##### Selected passage #####

The latest figures released by Nationwide have shown that life is returning back to the market post-Brexit with annual house price growth edging up to 2.3%, the strongest rate for 18 months.
Robert Gardner, Nationwide’s Chief Economist said, “UK annual house price growth continued to edge higher in February rising to 2.3%, from 1.9% in January, the strongest rate for 18 months.
“While overall economic growth ground to a halt in the final three months of 2019, labour market conditions remained buoyant and borrowing costs low. The decisive election outcome may have provided a boost to buyer sentiment.
“Recent data releases indicate that the housing market has gathered momentum in recent months and the latest house price figures are in line with that trend. The number of residential property transactions and mortgages approved for house purchase increased around the turn of the year and surveyors have reported an increase in new buyer enquiries.
“Looking ahead, economic developments will remain the key driver of housing market trends and house prices. Business surveys suggest that activity recovered in the New Year, but there are still significant uncertainties that threaten to exert a drag on the economy in the coming quarters.

#####

**Exercise:** According to the UK house price text, what was annual house price growth in January? Answer using only the text about UK house prices.

##### Data for analysis #####

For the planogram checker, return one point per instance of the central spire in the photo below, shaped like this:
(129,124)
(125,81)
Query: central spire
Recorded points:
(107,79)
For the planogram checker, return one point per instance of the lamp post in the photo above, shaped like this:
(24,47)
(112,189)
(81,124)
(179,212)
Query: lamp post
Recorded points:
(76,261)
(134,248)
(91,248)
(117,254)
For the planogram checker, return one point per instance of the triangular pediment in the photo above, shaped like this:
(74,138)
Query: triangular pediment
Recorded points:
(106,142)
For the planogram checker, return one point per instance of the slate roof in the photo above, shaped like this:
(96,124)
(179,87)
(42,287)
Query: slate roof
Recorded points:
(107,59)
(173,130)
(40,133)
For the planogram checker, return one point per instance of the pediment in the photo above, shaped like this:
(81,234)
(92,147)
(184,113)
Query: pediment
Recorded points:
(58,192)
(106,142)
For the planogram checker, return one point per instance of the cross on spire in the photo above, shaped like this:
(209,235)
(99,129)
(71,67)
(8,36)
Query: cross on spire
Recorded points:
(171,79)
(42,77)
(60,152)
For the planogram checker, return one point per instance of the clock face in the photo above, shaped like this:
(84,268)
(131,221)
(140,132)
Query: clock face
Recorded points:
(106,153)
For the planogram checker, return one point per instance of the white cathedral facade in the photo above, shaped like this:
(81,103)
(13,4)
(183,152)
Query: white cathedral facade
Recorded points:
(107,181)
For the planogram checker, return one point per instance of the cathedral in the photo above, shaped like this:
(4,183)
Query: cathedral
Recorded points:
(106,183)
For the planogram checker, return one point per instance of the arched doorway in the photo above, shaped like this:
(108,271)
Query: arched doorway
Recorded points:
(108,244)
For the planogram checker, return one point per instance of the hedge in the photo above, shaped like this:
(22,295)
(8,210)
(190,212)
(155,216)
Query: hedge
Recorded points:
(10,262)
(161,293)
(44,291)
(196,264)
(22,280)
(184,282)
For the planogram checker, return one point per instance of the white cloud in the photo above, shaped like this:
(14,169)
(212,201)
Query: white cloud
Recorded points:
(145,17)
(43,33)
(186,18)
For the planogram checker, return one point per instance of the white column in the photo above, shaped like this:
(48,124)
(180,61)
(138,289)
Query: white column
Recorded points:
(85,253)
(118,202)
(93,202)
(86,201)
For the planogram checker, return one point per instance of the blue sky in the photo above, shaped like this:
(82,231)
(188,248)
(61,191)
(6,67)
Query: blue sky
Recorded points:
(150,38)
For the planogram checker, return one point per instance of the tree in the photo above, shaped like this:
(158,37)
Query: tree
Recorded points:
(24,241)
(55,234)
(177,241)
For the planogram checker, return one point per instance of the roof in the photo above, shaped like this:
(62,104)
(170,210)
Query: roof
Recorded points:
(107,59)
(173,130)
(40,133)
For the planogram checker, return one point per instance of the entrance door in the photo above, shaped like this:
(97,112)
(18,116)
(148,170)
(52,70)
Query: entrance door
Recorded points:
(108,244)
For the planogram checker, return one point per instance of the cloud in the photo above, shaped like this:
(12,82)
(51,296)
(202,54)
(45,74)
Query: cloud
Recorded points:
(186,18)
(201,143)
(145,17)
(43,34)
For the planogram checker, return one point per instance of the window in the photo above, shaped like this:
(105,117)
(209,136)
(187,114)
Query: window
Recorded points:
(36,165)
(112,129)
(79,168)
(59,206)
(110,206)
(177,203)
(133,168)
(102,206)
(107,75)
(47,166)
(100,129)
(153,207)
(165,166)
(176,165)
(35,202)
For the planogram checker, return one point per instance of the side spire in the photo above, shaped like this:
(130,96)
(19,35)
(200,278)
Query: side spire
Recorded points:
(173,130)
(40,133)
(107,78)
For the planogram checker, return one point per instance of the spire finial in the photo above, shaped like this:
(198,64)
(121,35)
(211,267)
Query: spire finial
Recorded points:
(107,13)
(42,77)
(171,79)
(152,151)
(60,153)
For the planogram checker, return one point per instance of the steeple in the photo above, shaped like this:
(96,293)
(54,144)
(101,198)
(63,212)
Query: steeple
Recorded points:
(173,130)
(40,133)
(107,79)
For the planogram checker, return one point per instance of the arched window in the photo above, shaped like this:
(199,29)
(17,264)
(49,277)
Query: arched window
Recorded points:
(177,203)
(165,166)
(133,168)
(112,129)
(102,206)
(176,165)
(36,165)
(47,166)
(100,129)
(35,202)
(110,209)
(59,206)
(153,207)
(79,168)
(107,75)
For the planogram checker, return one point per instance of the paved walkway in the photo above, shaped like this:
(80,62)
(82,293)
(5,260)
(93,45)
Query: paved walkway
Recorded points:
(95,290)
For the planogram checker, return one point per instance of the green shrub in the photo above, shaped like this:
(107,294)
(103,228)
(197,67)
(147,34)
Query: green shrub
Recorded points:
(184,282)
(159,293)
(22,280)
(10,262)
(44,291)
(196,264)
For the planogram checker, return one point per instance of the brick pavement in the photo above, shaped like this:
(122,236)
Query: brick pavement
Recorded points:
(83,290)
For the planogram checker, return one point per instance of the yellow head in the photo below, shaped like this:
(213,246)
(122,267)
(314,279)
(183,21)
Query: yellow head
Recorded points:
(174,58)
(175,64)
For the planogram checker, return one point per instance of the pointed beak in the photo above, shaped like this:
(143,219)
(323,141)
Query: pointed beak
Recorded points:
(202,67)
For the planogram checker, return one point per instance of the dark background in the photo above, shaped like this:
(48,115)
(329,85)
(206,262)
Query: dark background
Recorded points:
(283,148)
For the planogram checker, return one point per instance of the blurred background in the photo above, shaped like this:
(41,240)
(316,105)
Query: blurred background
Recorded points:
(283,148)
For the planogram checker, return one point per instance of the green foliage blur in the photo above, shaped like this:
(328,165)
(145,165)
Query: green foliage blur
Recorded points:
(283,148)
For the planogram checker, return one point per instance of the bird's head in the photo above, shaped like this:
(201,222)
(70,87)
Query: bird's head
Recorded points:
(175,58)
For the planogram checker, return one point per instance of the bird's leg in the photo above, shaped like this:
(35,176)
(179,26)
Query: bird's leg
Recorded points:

#####
##### Data for analysis #####

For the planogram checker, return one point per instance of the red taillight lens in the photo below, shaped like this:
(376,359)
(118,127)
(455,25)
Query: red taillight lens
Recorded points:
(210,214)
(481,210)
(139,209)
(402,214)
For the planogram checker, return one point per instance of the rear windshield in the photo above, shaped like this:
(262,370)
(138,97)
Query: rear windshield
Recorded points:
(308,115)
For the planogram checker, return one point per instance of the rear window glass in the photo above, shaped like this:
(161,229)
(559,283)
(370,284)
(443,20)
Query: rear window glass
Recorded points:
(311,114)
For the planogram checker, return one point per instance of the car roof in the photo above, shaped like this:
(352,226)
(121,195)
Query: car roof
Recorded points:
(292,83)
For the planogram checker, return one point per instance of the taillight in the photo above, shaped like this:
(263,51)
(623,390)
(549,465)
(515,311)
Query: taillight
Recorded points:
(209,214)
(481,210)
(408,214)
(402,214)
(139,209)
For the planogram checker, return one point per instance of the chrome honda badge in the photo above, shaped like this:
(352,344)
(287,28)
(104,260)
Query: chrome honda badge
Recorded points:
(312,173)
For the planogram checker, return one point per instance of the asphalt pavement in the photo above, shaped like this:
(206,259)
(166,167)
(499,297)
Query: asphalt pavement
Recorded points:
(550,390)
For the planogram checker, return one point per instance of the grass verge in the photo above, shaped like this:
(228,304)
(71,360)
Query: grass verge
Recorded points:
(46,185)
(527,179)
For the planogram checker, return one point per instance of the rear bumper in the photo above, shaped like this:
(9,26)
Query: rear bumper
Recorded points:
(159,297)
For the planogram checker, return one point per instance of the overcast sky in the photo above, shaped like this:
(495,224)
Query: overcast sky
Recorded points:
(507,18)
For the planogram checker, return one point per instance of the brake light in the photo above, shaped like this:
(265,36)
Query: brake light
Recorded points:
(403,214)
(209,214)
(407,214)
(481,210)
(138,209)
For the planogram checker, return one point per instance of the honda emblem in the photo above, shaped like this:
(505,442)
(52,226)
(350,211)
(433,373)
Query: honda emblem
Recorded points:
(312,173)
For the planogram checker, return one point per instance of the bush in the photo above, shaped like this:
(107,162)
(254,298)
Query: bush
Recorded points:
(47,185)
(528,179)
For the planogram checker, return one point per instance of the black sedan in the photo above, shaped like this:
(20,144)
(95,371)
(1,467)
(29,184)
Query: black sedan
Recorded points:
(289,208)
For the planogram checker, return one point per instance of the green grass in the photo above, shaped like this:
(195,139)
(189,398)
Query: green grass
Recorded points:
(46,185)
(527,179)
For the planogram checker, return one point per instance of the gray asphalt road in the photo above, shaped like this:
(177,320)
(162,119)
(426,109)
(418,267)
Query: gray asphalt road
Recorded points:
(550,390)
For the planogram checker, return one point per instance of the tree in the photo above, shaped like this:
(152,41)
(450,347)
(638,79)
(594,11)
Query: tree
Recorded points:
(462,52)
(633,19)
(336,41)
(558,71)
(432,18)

#####

**Answer for the task:** 1.9%